About this exercise
Each line below has to be set down again exactly.

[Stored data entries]
* * * *
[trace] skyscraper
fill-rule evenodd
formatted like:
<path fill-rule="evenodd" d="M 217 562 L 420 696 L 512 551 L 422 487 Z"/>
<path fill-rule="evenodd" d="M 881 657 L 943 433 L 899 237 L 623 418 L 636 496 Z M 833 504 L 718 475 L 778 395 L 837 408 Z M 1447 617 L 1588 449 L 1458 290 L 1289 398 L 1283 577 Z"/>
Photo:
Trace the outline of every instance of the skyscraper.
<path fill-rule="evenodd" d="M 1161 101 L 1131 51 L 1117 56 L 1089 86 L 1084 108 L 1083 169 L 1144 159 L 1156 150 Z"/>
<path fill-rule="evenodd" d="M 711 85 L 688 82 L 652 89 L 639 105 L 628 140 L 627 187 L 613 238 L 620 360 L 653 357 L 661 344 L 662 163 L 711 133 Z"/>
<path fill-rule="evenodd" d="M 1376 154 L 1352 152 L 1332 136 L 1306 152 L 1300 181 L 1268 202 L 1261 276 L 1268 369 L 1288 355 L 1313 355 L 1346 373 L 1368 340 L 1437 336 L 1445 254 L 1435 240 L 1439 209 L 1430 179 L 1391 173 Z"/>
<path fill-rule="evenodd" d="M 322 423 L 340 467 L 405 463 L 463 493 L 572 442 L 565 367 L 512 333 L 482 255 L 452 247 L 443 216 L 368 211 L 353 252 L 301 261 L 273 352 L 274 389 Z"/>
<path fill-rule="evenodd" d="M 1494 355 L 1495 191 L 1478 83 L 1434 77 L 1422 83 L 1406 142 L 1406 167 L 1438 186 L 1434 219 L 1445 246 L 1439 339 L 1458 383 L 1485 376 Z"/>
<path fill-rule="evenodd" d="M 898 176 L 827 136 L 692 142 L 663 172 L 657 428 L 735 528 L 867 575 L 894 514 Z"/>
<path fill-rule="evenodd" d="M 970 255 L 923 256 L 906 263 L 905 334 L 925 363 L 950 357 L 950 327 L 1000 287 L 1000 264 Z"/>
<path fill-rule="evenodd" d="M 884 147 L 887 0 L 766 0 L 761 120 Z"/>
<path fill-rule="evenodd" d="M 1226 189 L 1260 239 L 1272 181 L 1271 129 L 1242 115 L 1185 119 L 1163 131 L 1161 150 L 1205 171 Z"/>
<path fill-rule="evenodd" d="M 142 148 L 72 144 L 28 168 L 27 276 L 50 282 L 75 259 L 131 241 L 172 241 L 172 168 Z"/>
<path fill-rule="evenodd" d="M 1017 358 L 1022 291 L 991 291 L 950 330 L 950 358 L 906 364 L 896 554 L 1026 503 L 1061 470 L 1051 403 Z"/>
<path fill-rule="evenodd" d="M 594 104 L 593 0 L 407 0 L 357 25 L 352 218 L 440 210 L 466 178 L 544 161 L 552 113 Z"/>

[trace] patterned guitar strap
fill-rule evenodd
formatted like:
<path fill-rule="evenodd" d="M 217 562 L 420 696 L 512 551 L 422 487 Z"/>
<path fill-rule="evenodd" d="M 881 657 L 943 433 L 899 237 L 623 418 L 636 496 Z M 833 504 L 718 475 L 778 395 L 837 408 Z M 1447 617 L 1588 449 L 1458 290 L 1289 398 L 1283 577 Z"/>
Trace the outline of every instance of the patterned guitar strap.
* * * *
Exercise result
[trace] skyscraper
fill-rule evenodd
formatted like:
<path fill-rule="evenodd" d="M 217 562 L 420 696 L 512 551 L 422 487 Z"/>
<path fill-rule="evenodd" d="M 881 657 L 943 433 L 899 237 L 623 418 L 636 496 Z M 833 504 L 718 475 L 778 395 L 837 408 Z M 1447 617 L 1588 449 L 1458 290 L 1289 398 L 1283 577 Z"/>
Photo:
Trace the outline of every instance of the skyscraper.
<path fill-rule="evenodd" d="M 1161 101 L 1131 51 L 1117 56 L 1089 86 L 1084 108 L 1083 169 L 1144 159 L 1156 150 Z"/>
<path fill-rule="evenodd" d="M 711 85 L 688 82 L 652 89 L 639 105 L 628 140 L 627 187 L 613 238 L 620 360 L 653 357 L 661 344 L 662 163 L 711 133 Z"/>
<path fill-rule="evenodd" d="M 1376 154 L 1352 152 L 1332 136 L 1306 152 L 1300 181 L 1268 202 L 1261 276 L 1268 369 L 1288 355 L 1313 355 L 1346 373 L 1368 340 L 1437 336 L 1445 254 L 1435 240 L 1439 209 L 1430 179 L 1391 173 Z"/>
<path fill-rule="evenodd" d="M 322 423 L 340 467 L 405 463 L 463 493 L 572 442 L 565 367 L 512 333 L 482 255 L 452 247 L 443 216 L 368 211 L 353 252 L 301 261 L 273 352 L 274 389 Z"/>
<path fill-rule="evenodd" d="M 1494 355 L 1495 191 L 1478 83 L 1434 77 L 1422 83 L 1406 142 L 1406 167 L 1438 186 L 1434 219 L 1445 246 L 1439 339 L 1458 383 L 1485 376 Z"/>
<path fill-rule="evenodd" d="M 898 176 L 827 136 L 692 142 L 663 172 L 657 428 L 735 528 L 867 575 L 894 514 Z"/>
<path fill-rule="evenodd" d="M 970 255 L 923 256 L 906 263 L 905 334 L 925 363 L 950 357 L 950 327 L 1000 287 L 1000 264 Z"/>
<path fill-rule="evenodd" d="M 884 147 L 887 0 L 766 0 L 761 120 Z"/>
<path fill-rule="evenodd" d="M 1226 189 L 1260 239 L 1272 181 L 1271 129 L 1242 115 L 1185 119 L 1163 131 L 1161 150 L 1205 171 Z"/>
<path fill-rule="evenodd" d="M 142 148 L 72 144 L 28 168 L 27 276 L 50 282 L 75 259 L 131 241 L 172 241 L 172 168 Z"/>
<path fill-rule="evenodd" d="M 1017 358 L 1022 291 L 991 291 L 950 330 L 950 358 L 906 364 L 896 554 L 1026 503 L 1061 470 L 1051 403 Z"/>
<path fill-rule="evenodd" d="M 594 104 L 593 0 L 407 0 L 357 25 L 352 218 L 440 210 L 466 178 L 544 161 L 552 113 Z"/>

[trace] patterned guitar strap
fill-rule evenodd
formatted like:
<path fill-rule="evenodd" d="M 217 562 L 420 696 L 512 551 L 422 487 Z"/>
<path fill-rule="evenodd" d="M 881 657 L 943 433 L 899 237 L 623 418 L 636 496 Z M 833 504 L 718 475 L 778 395 L 837 408 Z M 1447 617 L 1588 449 L 1458 290 L 1289 398 L 1283 577 Z"/>
Trace the outline of every instance of the patterned guitar strap.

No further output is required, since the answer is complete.